Set exercise:
Tell how many lines in the data below contain the word "cilantro", with case counting. Give only the number.

## START Given data

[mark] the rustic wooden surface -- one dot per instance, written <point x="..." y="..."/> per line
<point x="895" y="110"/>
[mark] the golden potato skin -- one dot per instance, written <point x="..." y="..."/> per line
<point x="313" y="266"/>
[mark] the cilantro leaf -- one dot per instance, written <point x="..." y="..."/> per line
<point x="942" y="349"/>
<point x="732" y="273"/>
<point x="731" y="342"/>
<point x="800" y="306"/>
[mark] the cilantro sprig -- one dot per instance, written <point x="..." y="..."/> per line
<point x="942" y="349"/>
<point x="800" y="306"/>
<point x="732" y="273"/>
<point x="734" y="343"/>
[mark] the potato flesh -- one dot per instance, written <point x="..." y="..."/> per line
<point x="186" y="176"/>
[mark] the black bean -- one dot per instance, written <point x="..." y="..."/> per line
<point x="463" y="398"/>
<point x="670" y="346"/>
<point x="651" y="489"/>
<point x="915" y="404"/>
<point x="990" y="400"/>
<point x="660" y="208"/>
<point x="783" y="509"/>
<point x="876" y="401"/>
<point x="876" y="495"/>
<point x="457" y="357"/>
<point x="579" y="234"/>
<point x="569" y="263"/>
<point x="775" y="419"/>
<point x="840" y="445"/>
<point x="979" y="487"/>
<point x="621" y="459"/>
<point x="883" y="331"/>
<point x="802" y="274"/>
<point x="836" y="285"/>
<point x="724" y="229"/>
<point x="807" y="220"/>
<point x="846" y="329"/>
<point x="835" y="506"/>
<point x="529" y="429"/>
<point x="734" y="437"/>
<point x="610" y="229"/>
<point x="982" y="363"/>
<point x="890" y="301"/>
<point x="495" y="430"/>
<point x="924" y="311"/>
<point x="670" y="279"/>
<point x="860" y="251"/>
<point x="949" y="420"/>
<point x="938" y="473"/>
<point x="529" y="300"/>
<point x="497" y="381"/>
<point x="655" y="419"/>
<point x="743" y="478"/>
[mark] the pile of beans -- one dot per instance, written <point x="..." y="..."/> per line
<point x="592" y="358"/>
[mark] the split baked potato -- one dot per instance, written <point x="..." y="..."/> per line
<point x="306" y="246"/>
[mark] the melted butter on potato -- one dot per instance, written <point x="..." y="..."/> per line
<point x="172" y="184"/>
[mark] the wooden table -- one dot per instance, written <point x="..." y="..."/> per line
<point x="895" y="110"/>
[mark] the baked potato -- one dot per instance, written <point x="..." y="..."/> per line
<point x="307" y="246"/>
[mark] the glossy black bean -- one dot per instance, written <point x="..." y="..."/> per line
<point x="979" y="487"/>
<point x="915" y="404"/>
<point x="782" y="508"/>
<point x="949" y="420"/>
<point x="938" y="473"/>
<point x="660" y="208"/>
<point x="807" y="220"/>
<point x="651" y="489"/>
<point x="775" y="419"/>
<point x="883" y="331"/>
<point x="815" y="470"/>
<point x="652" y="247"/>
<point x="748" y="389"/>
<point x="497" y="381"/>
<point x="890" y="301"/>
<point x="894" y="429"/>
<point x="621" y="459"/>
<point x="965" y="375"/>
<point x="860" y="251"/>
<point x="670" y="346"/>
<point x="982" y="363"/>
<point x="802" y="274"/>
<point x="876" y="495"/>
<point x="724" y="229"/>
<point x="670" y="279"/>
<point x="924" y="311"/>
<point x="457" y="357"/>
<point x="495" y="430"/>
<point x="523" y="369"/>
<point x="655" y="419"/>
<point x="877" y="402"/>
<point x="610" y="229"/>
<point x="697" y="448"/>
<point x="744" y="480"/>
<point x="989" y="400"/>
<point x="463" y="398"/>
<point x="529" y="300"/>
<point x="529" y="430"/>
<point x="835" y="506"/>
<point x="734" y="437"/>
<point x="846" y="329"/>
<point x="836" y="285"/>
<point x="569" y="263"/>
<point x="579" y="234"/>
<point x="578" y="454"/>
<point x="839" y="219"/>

## END Given data

Response:
2